THE EXERCISE:
Return the listing below in full, with every line exactly as it is.

Dataset rows on where objects appear:
■ ■ ■

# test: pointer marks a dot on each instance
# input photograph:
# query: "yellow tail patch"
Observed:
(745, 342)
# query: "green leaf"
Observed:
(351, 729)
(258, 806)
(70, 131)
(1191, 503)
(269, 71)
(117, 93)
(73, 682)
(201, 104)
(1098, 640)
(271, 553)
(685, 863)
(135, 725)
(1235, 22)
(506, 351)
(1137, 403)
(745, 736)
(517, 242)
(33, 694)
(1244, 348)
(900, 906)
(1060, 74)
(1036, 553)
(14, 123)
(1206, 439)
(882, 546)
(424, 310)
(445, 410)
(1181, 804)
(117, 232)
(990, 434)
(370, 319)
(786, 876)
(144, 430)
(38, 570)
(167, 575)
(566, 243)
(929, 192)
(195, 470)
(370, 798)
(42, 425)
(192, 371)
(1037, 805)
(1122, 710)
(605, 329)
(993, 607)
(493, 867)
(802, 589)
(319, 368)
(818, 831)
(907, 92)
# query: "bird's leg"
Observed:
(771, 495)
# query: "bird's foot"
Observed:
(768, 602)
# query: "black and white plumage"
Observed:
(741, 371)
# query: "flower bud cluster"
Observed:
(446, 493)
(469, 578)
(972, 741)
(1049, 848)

■ ■ ■

OUTPUT OF THE EXERCISE:
# test: pointer marks a dot on each instance
# input photograph:
# query: "yellow tail patch"
Observed:
(745, 342)
# query: "green leaf"
Observed:
(351, 729)
(258, 806)
(70, 131)
(1191, 503)
(269, 71)
(117, 93)
(73, 682)
(201, 104)
(1098, 640)
(271, 553)
(685, 863)
(135, 725)
(1235, 22)
(506, 351)
(1137, 403)
(745, 736)
(517, 242)
(33, 694)
(1244, 348)
(900, 906)
(1060, 74)
(1036, 553)
(14, 123)
(1206, 439)
(882, 546)
(424, 310)
(445, 410)
(1181, 804)
(117, 232)
(990, 434)
(370, 319)
(786, 876)
(144, 430)
(38, 570)
(167, 575)
(566, 243)
(929, 192)
(195, 470)
(370, 798)
(42, 425)
(192, 371)
(1037, 805)
(1122, 710)
(605, 329)
(993, 607)
(493, 867)
(802, 589)
(319, 368)
(818, 831)
(907, 92)
# query: "bird's leg"
Observed:
(771, 495)
# query: "bird's foot"
Observed:
(768, 602)
# query: "black and white plumage"
Observed:
(741, 371)
# query: "flower bud cluster"
Observed:
(446, 493)
(469, 578)
(972, 741)
(1049, 848)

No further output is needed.